● **Task objective**: Please copy the leading lines of the entries below exactly, concluding with the line in which "TARGET = person in red shirt" occurs.

Referring expression data
------------------------------

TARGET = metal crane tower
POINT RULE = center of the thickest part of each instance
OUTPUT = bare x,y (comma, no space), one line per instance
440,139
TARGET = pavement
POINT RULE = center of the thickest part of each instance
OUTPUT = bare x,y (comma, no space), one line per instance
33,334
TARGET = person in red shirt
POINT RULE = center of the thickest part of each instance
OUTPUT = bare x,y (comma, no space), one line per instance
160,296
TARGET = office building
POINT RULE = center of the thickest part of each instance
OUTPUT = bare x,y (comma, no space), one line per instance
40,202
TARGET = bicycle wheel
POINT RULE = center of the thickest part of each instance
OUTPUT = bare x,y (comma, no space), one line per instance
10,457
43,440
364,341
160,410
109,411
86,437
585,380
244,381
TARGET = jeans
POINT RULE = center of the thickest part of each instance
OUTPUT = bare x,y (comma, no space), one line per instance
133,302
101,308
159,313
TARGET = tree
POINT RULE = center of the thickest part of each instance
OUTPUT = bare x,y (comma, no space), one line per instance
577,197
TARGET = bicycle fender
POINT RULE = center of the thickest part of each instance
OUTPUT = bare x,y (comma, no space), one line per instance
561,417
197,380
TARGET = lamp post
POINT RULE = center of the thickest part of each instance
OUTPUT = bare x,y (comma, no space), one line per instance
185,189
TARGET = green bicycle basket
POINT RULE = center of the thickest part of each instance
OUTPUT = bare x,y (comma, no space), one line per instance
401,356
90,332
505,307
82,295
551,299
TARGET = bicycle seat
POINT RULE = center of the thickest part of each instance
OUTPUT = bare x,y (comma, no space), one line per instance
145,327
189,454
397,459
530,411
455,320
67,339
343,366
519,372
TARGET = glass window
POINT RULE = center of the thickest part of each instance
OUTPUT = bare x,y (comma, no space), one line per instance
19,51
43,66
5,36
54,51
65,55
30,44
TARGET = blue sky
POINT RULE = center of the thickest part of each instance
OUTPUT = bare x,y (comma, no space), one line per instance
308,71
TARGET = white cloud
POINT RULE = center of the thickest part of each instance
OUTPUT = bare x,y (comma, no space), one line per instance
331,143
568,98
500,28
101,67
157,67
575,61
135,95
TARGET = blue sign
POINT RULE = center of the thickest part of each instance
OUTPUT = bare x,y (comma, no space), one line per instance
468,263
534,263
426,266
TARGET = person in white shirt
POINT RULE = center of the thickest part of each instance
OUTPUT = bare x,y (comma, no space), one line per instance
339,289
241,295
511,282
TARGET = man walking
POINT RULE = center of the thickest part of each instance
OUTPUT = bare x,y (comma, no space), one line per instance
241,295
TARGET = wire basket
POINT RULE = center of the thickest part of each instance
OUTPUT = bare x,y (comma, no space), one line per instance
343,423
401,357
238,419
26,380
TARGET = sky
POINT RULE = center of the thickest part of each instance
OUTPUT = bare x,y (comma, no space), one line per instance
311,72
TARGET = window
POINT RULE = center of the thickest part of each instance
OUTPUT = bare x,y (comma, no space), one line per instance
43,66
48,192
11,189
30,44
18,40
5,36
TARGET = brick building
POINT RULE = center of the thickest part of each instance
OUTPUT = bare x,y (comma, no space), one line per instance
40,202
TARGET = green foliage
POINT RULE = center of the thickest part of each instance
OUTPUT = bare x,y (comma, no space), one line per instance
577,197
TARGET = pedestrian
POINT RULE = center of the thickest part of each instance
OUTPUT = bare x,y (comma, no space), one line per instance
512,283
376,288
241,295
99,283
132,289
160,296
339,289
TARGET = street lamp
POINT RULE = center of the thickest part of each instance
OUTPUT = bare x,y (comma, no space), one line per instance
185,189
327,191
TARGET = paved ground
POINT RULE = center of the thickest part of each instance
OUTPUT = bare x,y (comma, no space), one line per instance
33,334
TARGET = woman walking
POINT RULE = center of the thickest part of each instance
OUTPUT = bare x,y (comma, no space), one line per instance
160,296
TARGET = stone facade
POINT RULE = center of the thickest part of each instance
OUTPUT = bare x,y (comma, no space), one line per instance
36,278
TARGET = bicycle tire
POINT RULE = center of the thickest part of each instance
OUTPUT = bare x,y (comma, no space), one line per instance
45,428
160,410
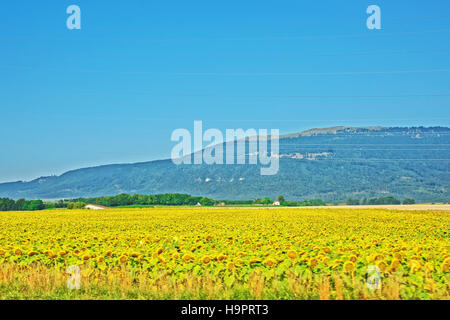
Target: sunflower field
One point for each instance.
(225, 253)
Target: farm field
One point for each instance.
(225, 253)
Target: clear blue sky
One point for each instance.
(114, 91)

------------------------------

● **Final answer**:
TARGET = metal crane tower
POINT RULE = center of the thickest part of each instance
OUTPUT = bare x,y (comma, no space), one line per instance
440,139
TARGET = pavement
POINT RULE = center of the thickest part of each instance
OUTPUT = bare x,y (comma, no space), one line per instance
33,334
TARGET = person in red shirt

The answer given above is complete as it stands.